### Problem to solve
Arrange all the rows below as a Markdown table with the columns No. and Line, giving each row its number and leaving out blank lines.

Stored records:
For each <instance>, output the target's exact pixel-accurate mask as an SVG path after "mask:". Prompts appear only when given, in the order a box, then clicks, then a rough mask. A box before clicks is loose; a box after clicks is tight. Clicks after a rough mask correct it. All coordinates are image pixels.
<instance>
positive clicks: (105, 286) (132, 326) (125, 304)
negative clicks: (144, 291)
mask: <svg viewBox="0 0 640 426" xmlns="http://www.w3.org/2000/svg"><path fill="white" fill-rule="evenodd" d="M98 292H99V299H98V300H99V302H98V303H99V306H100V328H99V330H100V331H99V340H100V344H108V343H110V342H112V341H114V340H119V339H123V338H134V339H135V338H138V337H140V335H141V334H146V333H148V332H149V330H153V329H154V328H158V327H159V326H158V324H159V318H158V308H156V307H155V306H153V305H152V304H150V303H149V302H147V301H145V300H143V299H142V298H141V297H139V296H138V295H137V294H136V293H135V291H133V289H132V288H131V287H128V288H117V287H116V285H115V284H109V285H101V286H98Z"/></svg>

### Task output
| No. | Line |
|---|---|
| 1 | For each <instance>, output the target's exact pixel-accurate mask as an SVG path after "mask:". Prompts appear only when given, in the order a box, then clicks, then a rough mask. A box before clicks is loose; a box after clicks is tight. Clicks after a rough mask correct it. All coordinates are image pixels. |
| 2 | <instance> |
| 3 | positive clicks: (105, 286) (132, 326) (125, 304) |
| 4 | negative clicks: (144, 291) |
| 5 | mask: <svg viewBox="0 0 640 426" xmlns="http://www.w3.org/2000/svg"><path fill="white" fill-rule="evenodd" d="M98 292H99V299H98V300H99V302H98V303H99V306H100V328H99V330H100V331H99V340H100V344H108V343H110V342H112V341H114V340H119V339H123V338H134V339H135V338H138V337H140V335H141V334H146V333H148V332H149V330H153V329H154V328H158V327H159V326H158V324H159V318H158V308H156V307H155V306H153V305H152V304H150V303H149V302H147V301H145V300H143V299H142V298H141V297H139V296H138V295H137V294H136V293H135V291H133V289H132V288H131V287H128V288H117V287H116V285H115V284H109V285H101V286H98Z"/></svg> |